:: Material ::

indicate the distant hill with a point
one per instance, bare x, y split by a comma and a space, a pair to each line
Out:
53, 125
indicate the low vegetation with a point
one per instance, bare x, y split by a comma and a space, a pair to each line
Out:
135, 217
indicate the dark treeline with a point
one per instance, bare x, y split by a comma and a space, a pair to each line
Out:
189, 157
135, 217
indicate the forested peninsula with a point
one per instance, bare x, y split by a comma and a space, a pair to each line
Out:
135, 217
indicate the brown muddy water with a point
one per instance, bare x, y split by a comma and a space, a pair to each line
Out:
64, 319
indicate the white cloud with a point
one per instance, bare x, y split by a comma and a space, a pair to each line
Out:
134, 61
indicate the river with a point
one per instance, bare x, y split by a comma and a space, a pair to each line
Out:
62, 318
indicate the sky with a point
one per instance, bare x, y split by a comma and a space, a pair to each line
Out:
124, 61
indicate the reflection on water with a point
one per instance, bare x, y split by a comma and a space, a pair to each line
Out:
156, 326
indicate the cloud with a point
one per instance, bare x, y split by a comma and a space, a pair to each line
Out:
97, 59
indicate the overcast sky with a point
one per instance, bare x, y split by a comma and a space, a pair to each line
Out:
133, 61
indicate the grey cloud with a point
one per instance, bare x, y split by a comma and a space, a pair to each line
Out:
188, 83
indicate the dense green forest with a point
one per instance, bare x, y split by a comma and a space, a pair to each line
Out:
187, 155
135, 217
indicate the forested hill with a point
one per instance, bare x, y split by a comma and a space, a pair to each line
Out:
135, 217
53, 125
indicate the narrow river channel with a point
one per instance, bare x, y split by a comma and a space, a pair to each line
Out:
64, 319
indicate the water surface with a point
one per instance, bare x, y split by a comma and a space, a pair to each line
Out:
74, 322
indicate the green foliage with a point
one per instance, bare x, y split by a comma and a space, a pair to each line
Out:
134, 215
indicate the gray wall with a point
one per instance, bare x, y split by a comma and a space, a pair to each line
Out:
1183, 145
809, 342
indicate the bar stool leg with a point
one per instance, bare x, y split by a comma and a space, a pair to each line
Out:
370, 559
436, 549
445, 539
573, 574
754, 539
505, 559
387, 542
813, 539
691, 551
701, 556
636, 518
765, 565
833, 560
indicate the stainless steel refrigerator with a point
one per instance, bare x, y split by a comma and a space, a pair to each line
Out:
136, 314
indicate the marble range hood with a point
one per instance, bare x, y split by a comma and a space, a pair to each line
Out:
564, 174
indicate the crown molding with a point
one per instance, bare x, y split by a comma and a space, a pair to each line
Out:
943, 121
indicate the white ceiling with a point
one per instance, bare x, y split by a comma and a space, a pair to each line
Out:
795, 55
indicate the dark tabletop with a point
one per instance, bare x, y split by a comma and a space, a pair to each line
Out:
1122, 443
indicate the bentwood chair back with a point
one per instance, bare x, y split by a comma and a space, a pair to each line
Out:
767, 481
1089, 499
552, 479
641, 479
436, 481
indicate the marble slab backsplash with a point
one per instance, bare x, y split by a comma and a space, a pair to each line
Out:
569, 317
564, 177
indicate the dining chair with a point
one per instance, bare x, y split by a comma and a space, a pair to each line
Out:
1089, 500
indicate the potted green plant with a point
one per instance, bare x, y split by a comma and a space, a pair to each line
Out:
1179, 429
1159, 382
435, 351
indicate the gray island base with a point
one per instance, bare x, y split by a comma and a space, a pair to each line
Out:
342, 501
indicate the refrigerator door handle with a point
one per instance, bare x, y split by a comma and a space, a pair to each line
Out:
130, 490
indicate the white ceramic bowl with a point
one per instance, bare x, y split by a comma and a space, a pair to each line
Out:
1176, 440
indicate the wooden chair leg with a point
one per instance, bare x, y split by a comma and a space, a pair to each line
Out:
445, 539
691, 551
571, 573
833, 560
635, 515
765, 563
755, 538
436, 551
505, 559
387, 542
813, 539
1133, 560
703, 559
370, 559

:::

§ **Written exercise**
Please give every line of the records above as a Markdown table with two columns, Row for the row number and Record for the line itself. Leave out blank lines.

§ **Task response**
| Row | Record |
|---|---|
| 1 | indicate the distant hill with a point |
| 2 | one per instance, bare x, y split by a comma and a space, a pair to each line |
| 3 | Out: |
| 4 | 53, 125 |
| 5 | indicate the low vegetation with a point |
| 6 | one per instance, bare x, y split by a comma and a space, a pair to each line |
| 7 | Out: |
| 8 | 135, 217 |
| 9 | indicate the dark treeline with a point |
| 10 | one per instance, bare x, y split by a comma and a space, a pair to each line |
| 11 | Out: |
| 12 | 189, 157 |
| 13 | 135, 217 |
| 14 | indicate the forested peninsula with a point |
| 15 | one per instance, bare x, y split by a comma and a space, a pair to each line |
| 16 | Out: |
| 17 | 135, 217 |
| 18 | indicate the brown muddy water with a point |
| 19 | one per instance, bare x, y split by a comma and a space, a pair to each line |
| 20 | Out: |
| 21 | 64, 319 |
| 22 | indicate the white cloud with a point |
| 23 | one per instance, bare x, y split by a comma and a space, a pair to each line |
| 24 | Out: |
| 25 | 134, 61 |
| 26 | indicate the river with a point |
| 27 | one per instance, bare x, y split by a comma and a space, a pair to each line |
| 28 | Out: |
| 29 | 62, 318 |
| 30 | indicate the sky with a point |
| 31 | one per instance, bare x, y split by a comma and a space, a pair to each line |
| 32 | Out: |
| 33 | 124, 61 |
| 34 | indicate the reflection on water with a point |
| 35 | one per instance, bare x, y split by a comma and a space, a pair to each line |
| 36 | Out: |
| 37 | 156, 326 |
| 38 | indicate the cloud with a point |
| 39 | one per instance, bare x, y split by a comma and a space, a pair to each line |
| 40 | Out: |
| 41 | 97, 59 |
| 42 | indicate the overcast sky with a point |
| 43 | one per instance, bare x, y split by a comma and a space, a pair to each line |
| 44 | Out: |
| 45 | 133, 61 |
| 46 | indicate the grey cloud with a point |
| 47 | one per instance, bare x, y split by a comma and a space, a pair to each line |
| 48 | Out: |
| 49 | 188, 83 |
| 50 | indicate the dense green forest with a point |
| 51 | one per instance, bare x, y split by a comma and a space, a pair to each line |
| 52 | Out: |
| 53 | 187, 155 |
| 54 | 135, 217 |
| 55 | indicate the forested hill with a point |
| 56 | one per instance, bare x, y split by a comma and a space, a pair to each line |
| 57 | Out: |
| 58 | 135, 217 |
| 59 | 53, 125 |
| 60 | indicate the narrow river channel with a point |
| 61 | one per instance, bare x, y split by a comma and a space, a pair to each line |
| 62 | Out: |
| 63 | 64, 319 |
| 64 | indicate the water surface with a point |
| 65 | one per instance, bare x, y split by a comma and a space, a pair to each line |
| 66 | Out: |
| 67 | 74, 322 |
| 68 | indicate the green foliage with a point |
| 69 | one per instance, bare x, y split by a comma and a space, a pair to each line |
| 70 | Out: |
| 71 | 134, 215 |
| 72 | indicate the gray wall with a point |
| 73 | one per instance, bare x, y split by a comma and a space, a pair to each line |
| 74 | Out: |
| 75 | 1183, 145 |
| 76 | 809, 342 |
| 77 | indicate the bar stool leg with a point |
| 78 | one per instance, bare x, y split by a comma and a space, a pair to each line |
| 79 | Out: |
| 80 | 370, 559 |
| 81 | 436, 549 |
| 82 | 445, 539 |
| 83 | 573, 574 |
| 84 | 754, 539 |
| 85 | 505, 559 |
| 86 | 387, 542 |
| 87 | 813, 539 |
| 88 | 691, 551 |
| 89 | 701, 556 |
| 90 | 636, 518 |
| 91 | 765, 565 |
| 92 | 833, 560 |
| 93 | indicate the stainless steel refrigerator with a point |
| 94 | one per instance, bare x, y split by a comma and a space, a pair to each line |
| 95 | Out: |
| 96 | 136, 314 |
| 97 | indicate the marble range hood with a point |
| 98 | one per instance, bare x, y split by a comma and a space, a pair to each line |
| 99 | Out: |
| 100 | 564, 174 |
| 101 | indicate the crown molding with a point |
| 102 | one per instance, bare x, y split by a comma and a space, a pair to each line |
| 103 | Out: |
| 104 | 943, 121 |
| 105 | indicate the white ceiling with a point |
| 106 | one per instance, bare x, y split by a comma and a space, a pair to each line |
| 107 | Out: |
| 108 | 795, 55 |
| 109 | indicate the dark tabletop with a point |
| 110 | one per instance, bare x, y split by a comma and a space, a pair to each line |
| 111 | Out: |
| 112 | 1122, 443 |
| 113 | indicate the bentwood chair back with a point |
| 114 | one per instance, bare x, y split by a comma and a space, a pair to each line |
| 115 | Out: |
| 116 | 767, 481 |
| 117 | 1089, 499 |
| 118 | 552, 479 |
| 119 | 641, 479 |
| 120 | 436, 481 |
| 121 | indicate the marble slab backsplash with a point |
| 122 | one per instance, bare x, y split by a comma and a space, a pair to each line |
| 123 | Out: |
| 124 | 569, 317 |
| 125 | 564, 177 |
| 126 | indicate the dining chair with a point |
| 127 | one per instance, bare x, y split by a comma and a space, a pair to each line |
| 128 | Out: |
| 129 | 1089, 500 |
| 130 | indicate the potted green plant with a point |
| 131 | one per instance, bare x, y split by a comma and a space, a pair to each line |
| 132 | Out: |
| 133 | 1179, 429 |
| 134 | 1159, 382 |
| 135 | 435, 351 |
| 136 | indicate the gray island base with a point |
| 137 | one per instance, bare x, y split by a comma and a space, a pair to each line |
| 138 | Out: |
| 139 | 342, 501 |
| 140 | indicate the refrigerator door handle with a point |
| 141 | one per instance, bare x, y split by a comma and a space, a pair to each line |
| 142 | Out: |
| 143 | 130, 490 |
| 144 | indicate the white ceramic bowl with a point |
| 145 | one per instance, bare x, y split by a comma and a space, a pair to each line |
| 146 | Out: |
| 147 | 1176, 440 |
| 148 | indicate the wooden chair leg with a point |
| 149 | one per instance, bare x, y split by a comma and a space, a pair to each line |
| 150 | Out: |
| 151 | 445, 539 |
| 152 | 691, 551 |
| 153 | 571, 573 |
| 154 | 833, 560 |
| 155 | 635, 515 |
| 156 | 765, 563 |
| 157 | 755, 538 |
| 158 | 436, 551 |
| 159 | 505, 559 |
| 160 | 387, 542 |
| 161 | 813, 539 |
| 162 | 1133, 560 |
| 163 | 703, 559 |
| 164 | 370, 559 |